**TASK TO COMPLETE**.
Locate every line in the records below that contains the string "hair" and copy each such line. Matching is case-sensitive.

(Entries drawn from a collection)

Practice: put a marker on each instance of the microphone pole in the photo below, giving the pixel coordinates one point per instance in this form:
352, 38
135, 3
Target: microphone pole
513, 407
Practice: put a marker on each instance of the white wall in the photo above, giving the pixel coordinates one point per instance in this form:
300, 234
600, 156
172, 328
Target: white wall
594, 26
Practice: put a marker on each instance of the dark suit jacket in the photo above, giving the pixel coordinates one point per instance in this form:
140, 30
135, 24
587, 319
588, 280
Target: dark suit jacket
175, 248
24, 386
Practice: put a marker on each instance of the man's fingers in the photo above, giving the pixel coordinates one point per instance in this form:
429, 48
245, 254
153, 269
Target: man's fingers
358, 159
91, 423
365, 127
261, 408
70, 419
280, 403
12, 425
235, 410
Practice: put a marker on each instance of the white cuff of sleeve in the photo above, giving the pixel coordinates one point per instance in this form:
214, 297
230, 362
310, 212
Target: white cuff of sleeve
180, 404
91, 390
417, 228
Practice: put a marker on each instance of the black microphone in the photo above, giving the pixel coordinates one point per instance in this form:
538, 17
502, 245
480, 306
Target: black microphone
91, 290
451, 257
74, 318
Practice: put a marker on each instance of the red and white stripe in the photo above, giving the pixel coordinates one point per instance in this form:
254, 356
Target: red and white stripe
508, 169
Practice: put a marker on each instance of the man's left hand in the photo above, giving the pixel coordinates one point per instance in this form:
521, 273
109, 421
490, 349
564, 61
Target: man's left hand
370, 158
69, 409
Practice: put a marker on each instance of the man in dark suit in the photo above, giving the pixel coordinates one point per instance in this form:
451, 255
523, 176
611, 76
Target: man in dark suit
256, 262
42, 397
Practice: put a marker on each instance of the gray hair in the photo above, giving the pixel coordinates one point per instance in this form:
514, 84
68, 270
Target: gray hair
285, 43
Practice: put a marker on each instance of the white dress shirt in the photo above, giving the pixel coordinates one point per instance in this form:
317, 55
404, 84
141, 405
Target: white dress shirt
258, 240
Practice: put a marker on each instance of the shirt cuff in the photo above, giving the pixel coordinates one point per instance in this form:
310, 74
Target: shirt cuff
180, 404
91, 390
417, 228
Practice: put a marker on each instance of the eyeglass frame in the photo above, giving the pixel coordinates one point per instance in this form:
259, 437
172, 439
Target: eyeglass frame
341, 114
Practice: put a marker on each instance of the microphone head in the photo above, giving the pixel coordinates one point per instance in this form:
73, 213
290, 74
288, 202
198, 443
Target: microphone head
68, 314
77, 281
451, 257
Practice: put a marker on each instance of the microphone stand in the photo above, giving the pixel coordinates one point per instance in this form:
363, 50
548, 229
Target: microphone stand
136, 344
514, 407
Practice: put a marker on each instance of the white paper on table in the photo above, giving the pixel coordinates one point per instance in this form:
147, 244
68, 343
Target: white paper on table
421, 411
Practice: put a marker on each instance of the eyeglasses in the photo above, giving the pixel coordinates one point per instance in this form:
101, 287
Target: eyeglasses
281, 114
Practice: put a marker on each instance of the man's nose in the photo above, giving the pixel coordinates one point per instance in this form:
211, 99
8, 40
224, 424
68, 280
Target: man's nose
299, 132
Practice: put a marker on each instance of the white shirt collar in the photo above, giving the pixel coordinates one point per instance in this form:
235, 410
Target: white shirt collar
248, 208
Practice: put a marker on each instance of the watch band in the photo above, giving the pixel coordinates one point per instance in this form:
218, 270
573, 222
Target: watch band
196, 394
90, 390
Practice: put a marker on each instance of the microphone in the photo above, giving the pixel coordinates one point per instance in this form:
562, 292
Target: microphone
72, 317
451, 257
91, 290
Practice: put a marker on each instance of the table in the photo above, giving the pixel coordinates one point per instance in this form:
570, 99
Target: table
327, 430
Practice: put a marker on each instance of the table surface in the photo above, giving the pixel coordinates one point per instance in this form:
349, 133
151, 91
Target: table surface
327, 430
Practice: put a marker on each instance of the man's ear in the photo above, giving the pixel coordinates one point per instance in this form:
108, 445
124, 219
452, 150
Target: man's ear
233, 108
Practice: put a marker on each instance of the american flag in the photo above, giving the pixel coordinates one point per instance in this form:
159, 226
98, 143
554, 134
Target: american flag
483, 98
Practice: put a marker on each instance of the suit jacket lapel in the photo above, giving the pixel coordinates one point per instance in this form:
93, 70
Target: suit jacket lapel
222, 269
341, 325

---

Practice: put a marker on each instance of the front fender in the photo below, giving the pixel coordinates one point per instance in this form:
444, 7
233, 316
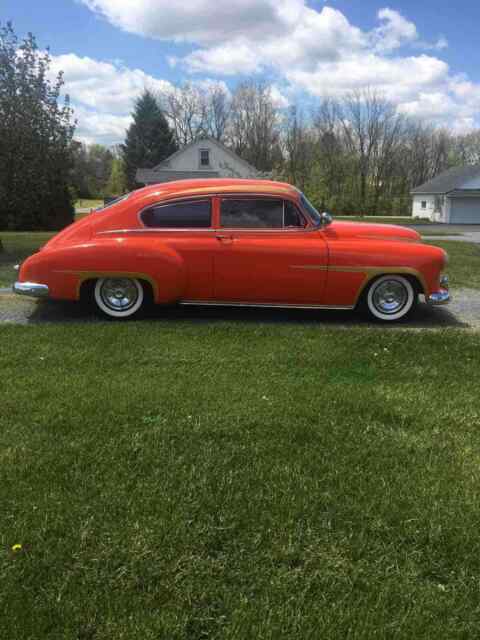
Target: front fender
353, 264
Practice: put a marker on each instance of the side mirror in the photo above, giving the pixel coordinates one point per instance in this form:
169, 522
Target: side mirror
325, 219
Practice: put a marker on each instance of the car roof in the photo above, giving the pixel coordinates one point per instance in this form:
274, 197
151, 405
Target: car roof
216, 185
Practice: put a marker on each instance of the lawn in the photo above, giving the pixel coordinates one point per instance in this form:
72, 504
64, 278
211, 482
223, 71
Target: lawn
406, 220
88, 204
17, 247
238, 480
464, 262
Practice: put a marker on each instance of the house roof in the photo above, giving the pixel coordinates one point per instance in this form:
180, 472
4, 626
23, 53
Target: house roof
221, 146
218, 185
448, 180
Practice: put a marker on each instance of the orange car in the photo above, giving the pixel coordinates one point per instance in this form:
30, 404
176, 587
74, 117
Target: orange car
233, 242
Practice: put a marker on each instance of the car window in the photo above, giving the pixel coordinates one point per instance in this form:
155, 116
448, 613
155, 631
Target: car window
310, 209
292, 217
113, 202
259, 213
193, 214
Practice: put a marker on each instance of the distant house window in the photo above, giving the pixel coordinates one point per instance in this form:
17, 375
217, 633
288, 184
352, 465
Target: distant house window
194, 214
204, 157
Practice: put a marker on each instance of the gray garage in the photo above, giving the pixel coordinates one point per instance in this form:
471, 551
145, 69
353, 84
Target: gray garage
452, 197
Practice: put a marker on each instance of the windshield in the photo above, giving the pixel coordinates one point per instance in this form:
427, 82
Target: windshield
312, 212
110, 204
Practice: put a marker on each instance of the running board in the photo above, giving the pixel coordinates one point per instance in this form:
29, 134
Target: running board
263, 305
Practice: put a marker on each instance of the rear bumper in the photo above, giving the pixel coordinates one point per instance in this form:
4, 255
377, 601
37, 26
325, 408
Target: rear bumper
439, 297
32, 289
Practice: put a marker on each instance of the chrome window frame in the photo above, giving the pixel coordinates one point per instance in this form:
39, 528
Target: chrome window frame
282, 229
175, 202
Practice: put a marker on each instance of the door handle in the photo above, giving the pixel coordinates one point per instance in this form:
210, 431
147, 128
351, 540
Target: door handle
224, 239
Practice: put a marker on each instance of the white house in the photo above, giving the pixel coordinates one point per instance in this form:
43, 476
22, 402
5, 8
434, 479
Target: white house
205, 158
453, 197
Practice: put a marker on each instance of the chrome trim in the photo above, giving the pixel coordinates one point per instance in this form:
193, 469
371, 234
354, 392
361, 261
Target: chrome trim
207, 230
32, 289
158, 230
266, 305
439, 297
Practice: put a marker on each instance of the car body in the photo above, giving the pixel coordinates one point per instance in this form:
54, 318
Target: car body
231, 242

**REPLY TO THE EXERCISE**.
Practice: put a marker on each instance of the gray hair in the photo above, giving the pixel coordinates one point per instance in this form:
Target: gray hair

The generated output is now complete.